>> BEGIN DATA FOR PROCESSING

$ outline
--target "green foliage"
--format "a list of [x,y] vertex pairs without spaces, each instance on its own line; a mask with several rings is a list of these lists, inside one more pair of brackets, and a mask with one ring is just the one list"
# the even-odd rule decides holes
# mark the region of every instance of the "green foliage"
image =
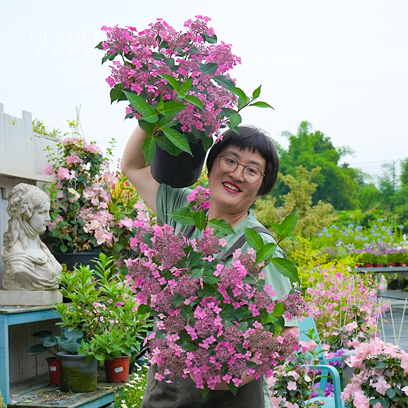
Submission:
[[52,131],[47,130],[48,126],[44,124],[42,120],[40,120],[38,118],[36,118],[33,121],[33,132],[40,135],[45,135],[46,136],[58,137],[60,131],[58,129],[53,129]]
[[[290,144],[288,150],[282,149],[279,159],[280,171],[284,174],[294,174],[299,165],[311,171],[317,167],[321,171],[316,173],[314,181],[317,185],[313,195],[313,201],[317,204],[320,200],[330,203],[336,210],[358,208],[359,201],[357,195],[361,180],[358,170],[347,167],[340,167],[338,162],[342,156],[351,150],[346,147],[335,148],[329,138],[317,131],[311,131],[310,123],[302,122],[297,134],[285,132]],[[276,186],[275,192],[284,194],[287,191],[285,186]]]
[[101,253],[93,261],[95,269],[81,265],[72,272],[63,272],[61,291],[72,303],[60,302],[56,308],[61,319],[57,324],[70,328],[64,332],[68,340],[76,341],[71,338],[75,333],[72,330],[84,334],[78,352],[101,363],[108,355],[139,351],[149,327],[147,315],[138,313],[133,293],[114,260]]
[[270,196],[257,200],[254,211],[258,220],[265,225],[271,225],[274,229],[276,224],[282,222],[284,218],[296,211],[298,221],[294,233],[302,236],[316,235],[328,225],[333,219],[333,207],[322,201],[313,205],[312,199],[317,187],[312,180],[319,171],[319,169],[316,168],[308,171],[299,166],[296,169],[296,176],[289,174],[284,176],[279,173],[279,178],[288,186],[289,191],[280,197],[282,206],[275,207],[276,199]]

>> END DATA FOR PROCESSING
>> BEGIN DATA FOR PROCESSING

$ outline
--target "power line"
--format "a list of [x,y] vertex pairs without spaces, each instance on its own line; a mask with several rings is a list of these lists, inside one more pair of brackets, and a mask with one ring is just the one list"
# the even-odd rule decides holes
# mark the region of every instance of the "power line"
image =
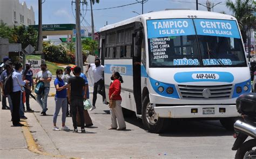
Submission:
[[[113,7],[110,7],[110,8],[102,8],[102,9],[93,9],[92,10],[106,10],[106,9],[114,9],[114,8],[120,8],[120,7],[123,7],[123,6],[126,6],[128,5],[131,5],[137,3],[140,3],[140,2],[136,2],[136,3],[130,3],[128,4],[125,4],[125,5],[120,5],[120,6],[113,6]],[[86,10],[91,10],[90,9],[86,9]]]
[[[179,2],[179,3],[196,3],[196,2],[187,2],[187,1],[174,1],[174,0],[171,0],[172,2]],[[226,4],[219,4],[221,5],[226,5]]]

>> END DATA FOR PROCESSING

State how many lines of the material above contain the string "foliage", treating uppercase and lowercase as distinct, and give only that number.

> TASK SOLUTION
2